-- TASKS TO COMPLETE --
**A)** Shorten the paragraph in the Saving Face interview that begins "I was having dinner with my cousin" into a short bulleted list that keeps its main facts.
**B)** In the interview about Saving Face, which role was Joan Chen going to play?
**C)** Pick up the Saving Face interview after its last sentence and carry it forward.

-- PASSAGE GIVEN --
START

Interview with Michelle Krusiec and Lynn Chen of “Saving Face”

Wil (Krusiec) and Vivian (Chen)

AE: What
did you think when you found that Joan
Chen
was going to be involved, and Will Smith was one of the film's
producers? Because doesn’t that raise the movie to a whole other level?

LC: Yeah. It was at that point when I was really wanting the
part, I was ready to die if they didn’t give me the part.
But
initially, I didn't know. My manager at the time didn’t really know what
was going on. He was like, "There’s Will Smith." I was like, "the
Will Smith?" He was like, "I don’t know, maybe just a Will Smith."
I was like, "Okay whatever."
MK: That’s funny. Willard Smith.
LC: I was having dinner with my cousin who is in the business,
and he is over at the Smith’s company. I asked him, "the Will
Smith?" He was like, "Yeah." He told me "Joan Chen is going
to play the mother" and I was like, "the Joan Chen?"
At that point I was going to seriously die or go into a coma if I didn't
get this part. I had been picturing it to be this very, very indie film that
I didn’t think was going anywhere, but I liked the part and I wanted to be a
part of it anyway. Then to find out Will Smith and Joan Chen were involved,
I thought, "Wow, this is a chance to work with someone I have admired since
I was very young, and Will Smith’s production company. This could go someplace!"

END

-- DATA EXCERPT --
START

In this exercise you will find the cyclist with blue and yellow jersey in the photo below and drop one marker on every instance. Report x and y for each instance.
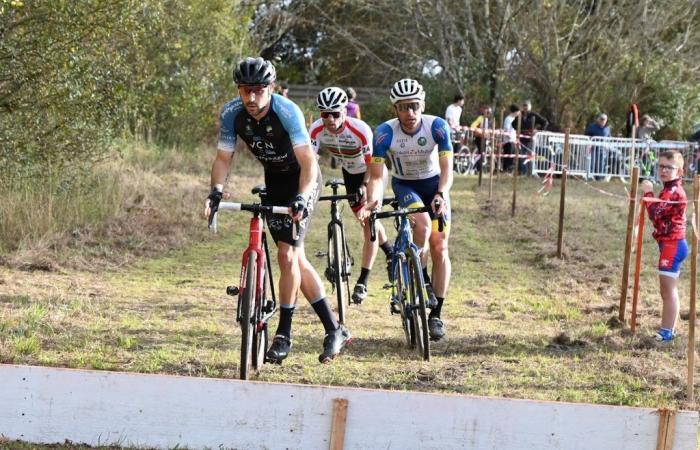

END

-- TASK-BY-TASK ANSWERS --
**A)**
- At dinner, Lynn Chen's cousin, who works at the Smiths' company, confirmed that the producer was the Will Smith.
- He also said Joan Chen would play the mother.
- Lynn Chen felt desperate to get the part after hearing this.
- Lynn Chen had assumed it was a very small indie film going nowhere but had wanted the part anyway.
- With Will Smith's production company and Joan Chen, a longtime idol, involved, the project now seemed like it could go somewhere.

**B)** The mother.

**C)**
It was a tough time waiting for the call.
MK: I had heard early on, on a hush-hush level that Joan Chen
was being considered for the mother role, but it was never confirmed and I wasn’t
really supposed to know. I actually thought she was wrong for the part, as well.
Only because I envisioned this stocky mom, sunk to the earth, with a kind of
harshness. Maybe not harshness, but a strength about her that to me…when I
think of Joan and her work, I think of ethereal beauty and I think of strength,
but I think of something that is still very feminine and very sensual. I saw
his mother as not that. I also thought Joan was so young still, she couldn't
be old enough to look like my mother. But again it is sort of Alice’s ability — she
sort of subverted what I initially interpreted and created a whole different
take on that.

AE: I have to say, watching the film, I thought "Wil is not old enough to be a doctor."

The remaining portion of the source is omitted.